§ WHAT YOU WILL DO
Please pick out every row below that contains the word "located" and copy each of those rows, treating uppercase and lowercase letters as different.

§ EXTRACTED INFORMATION
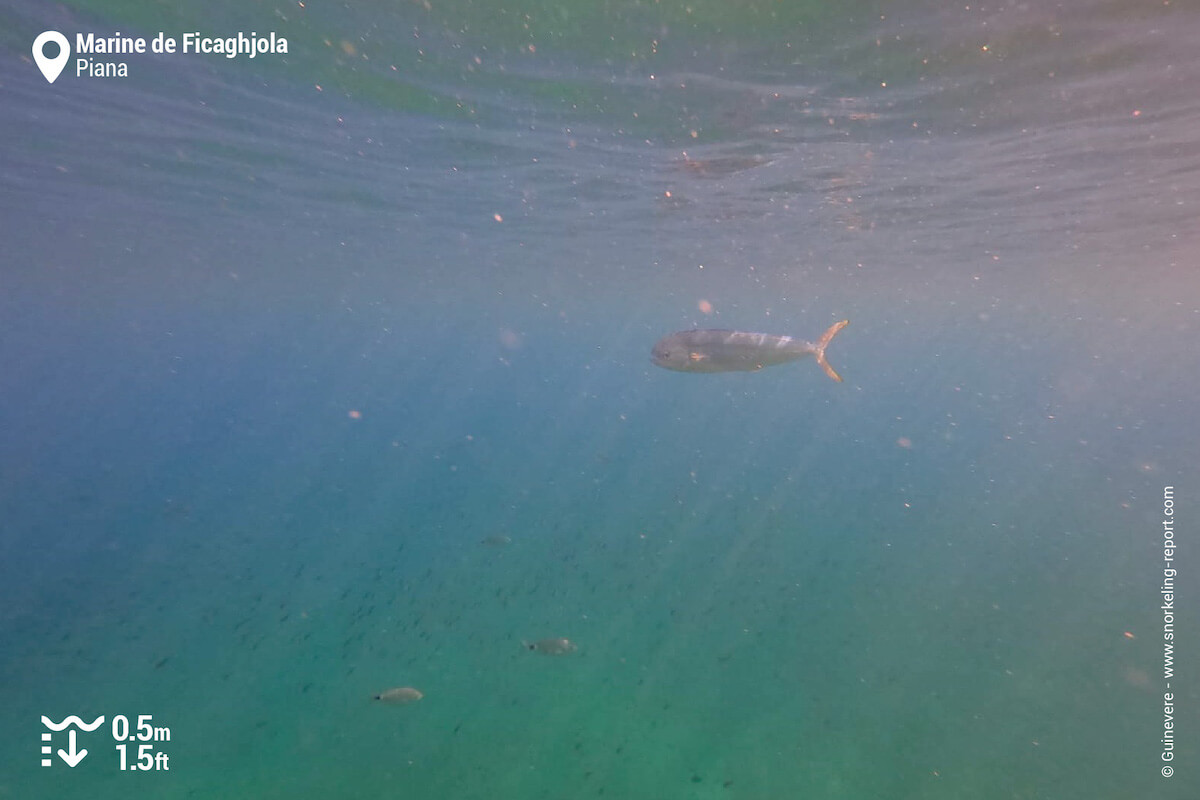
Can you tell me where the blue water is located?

--

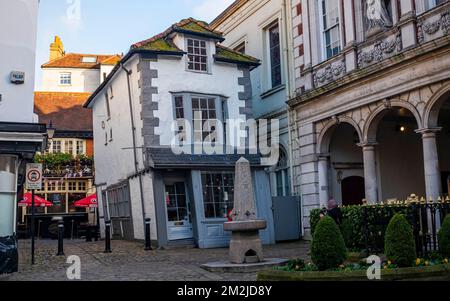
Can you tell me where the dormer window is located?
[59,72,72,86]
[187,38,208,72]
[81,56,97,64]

§ OUTPUT FOR THIS TASK
Can you tell me where the blue water is located?
Can you tell me where the dormer window is located?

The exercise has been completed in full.